┌─ Records for processing

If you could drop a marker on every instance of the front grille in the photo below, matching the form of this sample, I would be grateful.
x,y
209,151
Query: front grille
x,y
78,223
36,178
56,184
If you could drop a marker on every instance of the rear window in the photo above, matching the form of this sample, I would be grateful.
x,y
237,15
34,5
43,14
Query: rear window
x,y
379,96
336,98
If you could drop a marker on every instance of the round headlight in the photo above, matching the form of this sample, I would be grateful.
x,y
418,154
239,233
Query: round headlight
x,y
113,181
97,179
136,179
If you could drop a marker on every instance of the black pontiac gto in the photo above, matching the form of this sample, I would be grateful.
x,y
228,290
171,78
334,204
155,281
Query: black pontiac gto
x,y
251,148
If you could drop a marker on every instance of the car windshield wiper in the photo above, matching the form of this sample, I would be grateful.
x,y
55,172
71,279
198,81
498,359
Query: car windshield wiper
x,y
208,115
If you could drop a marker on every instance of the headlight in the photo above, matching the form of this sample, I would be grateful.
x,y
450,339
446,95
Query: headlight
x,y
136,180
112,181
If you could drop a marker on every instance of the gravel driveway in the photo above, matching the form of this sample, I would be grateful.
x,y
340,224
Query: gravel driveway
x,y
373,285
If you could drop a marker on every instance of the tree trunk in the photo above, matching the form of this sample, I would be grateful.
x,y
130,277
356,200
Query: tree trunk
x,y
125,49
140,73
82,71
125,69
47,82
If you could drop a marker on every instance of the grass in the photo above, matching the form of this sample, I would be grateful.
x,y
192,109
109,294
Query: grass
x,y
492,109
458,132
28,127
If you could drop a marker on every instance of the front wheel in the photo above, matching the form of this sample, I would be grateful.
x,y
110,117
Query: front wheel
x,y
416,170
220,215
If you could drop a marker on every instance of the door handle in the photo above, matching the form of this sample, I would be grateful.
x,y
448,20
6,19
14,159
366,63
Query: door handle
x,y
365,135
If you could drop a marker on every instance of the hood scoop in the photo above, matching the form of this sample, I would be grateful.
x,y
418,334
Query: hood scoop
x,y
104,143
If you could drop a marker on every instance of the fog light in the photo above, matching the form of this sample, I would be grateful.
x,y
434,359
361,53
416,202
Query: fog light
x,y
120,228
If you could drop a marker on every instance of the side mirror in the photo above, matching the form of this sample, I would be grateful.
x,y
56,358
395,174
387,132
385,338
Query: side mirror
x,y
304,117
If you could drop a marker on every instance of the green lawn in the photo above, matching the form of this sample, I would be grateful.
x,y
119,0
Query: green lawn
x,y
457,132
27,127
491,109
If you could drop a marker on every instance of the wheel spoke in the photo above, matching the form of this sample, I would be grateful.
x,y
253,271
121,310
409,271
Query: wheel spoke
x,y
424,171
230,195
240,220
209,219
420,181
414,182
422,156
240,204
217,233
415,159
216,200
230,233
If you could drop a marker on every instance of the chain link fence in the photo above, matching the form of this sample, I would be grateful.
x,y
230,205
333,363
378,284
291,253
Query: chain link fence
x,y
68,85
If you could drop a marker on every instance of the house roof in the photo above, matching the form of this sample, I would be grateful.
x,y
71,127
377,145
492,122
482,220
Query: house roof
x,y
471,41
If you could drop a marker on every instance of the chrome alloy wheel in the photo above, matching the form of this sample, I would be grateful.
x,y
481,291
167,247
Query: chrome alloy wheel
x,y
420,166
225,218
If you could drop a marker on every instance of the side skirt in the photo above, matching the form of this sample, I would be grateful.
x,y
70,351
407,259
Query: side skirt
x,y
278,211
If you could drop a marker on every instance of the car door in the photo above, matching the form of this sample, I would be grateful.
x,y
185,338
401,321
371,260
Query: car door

└─

What the task requires:
Arrange all of the data above as a numbered list with one line per item, omitting any blank lines.

Full response:
1. If you could drop a marker on every instance of the front grille in the photo below, matching the form of this sample, I would be grateful.
2. x,y
3. 209,151
4. Query: front grille
5. x,y
6. 78,223
7. 36,178
8. 56,184
9. If you could drop a marker on every instance of the rear window in the photo above, matching the form of this sample, I would be grateful.
10. x,y
11. 237,15
12. 34,5
13. 43,14
14. Query: rear window
15. x,y
16. 379,96
17. 336,98
18. If you could drop a marker on every instance of the round headlight in the photo above, matching the form of this sample, I would be grateful.
19. x,y
20. 418,154
21. 239,233
22. Query: round headlight
23. x,y
24. 113,181
25. 97,179
26. 136,179
27. If you could drop a marker on every instance of the black pontiac gto in the photo above, matching the form of this sample, I would be grateful.
28. x,y
29. 228,290
30. 171,78
31. 334,204
32. 155,281
33. Query: black pontiac gto
34. x,y
35. 251,148
36. If you could drop a marker on every instance of the car windshield wiper in the photo above, matching the form of this sample, I would be grateful.
37. x,y
38. 55,172
39. 71,279
40. 198,81
41. 498,359
42. Query: car windshield wiper
43. x,y
44. 208,115
45. If you could drop a marker on every instance of the headlight in the photo above, matching the form of this sample, I would be grateful.
46. x,y
47. 450,339
48. 446,95
49. Query: headlight
50. x,y
51. 136,180
52. 112,181
53. If you could drop a marker on every instance of the gravel driveway in the photo above, matching the form of this sample, I would be grateful.
54. x,y
55. 340,224
56. Query: gravel driveway
57. x,y
58. 373,285
59. If you could drop a marker on every instance of the tree trunk in the photo above, matching the form of this sample, I would be grateful.
60. x,y
61. 130,277
62. 356,200
63. Query: tree trunk
64. x,y
65. 125,49
66. 140,73
67. 82,71
68. 125,69
69. 47,82
70. If you could drop a marker on every instance of the grass in the photo above, matching the form of this sample, I would be grateful.
71. x,y
72. 192,109
73. 109,294
74. Query: grass
75. x,y
76. 492,109
77. 458,132
78. 28,127
79. If you could drop a marker on every instance of the front wheel in the photo above, matching the form of this sample, I would be grateful.
80. x,y
81. 110,117
82. Query: front wheel
83. x,y
84. 416,170
85. 220,215
86. If you could drop a marker on every instance of the door handle in the photo above, matching the form of this sample, I would be grateful.
87. x,y
88. 448,20
89. 6,19
90. 14,159
91. 366,63
92. Query: door handle
93. x,y
94. 365,135
95. If you could drop a marker on every instance of the hood scoop in the photo above, matching the form of this sample, I would be grateful.
96. x,y
97. 418,334
98. Query: hood scoop
99. x,y
100. 104,143
101. If you could drop a marker on every instance of the fog light in the photo above, matching the form of this sample, I would be grateful.
102. x,y
103. 434,359
104. 361,53
105. 416,202
106. Query: fog light
107. x,y
108. 120,228
109. If you could drop a marker on every instance of the side mirror in the photo above, matching the form of this sample, I would be grateful.
110. x,y
111. 56,358
112. 395,174
113. 387,132
114. 385,338
115. Query: side mirror
116. x,y
117. 304,117
118. If you could drop a marker on every instance of the green lawn in the photo above, matching the form of this sample, I would be grateful.
119. x,y
120. 119,0
121. Query: green lawn
122. x,y
123. 457,132
124. 27,127
125. 491,109
126. If you could drop a marker on every instance of the wheel spoke in the photo above, matching the form of this sample, I would be grateful.
127. x,y
128. 253,271
129. 121,310
130. 409,271
131. Query: wheel spoke
132. x,y
133. 424,171
134. 230,195
135. 240,220
136. 209,219
137. 420,181
138. 414,182
139. 422,156
140. 240,204
141. 217,233
142. 415,159
143. 216,200
144. 230,233
145. If you could drop a marker on every instance of the chain link fence in the photo above, matching the form of this sample, I would be grateful.
146. x,y
147. 230,205
148. 333,363
149. 378,284
150. 291,253
151. Query: chain link fence
152. x,y
153. 68,85
154. If you could drop a marker on every instance of the house roof in the photo above, matching the form of this sample, I would be grateful.
155. x,y
156. 71,127
157. 377,145
158. 492,122
159. 482,220
160. Query: house roof
161. x,y
162. 471,41
163. If you could drop a marker on every instance of the chrome alloy wheel in the photo above, matching the form of this sample, I would be grateful.
164. x,y
165. 481,291
166. 167,247
167. Query: chrome alloy wheel
168. x,y
169. 420,166
170. 225,218
171. If you could drop a marker on every instance of the side skirt in the photo above, matching the form of this sample, I would be grateful.
172. x,y
173. 70,351
174. 407,259
175. Query: side skirt
176. x,y
177. 278,211
178. If you could drop a marker on every instance of the car door in the photo above, matching the form of this sample, I would be grateful.
179. x,y
180. 185,338
181. 401,321
182. 371,260
183. Query: car door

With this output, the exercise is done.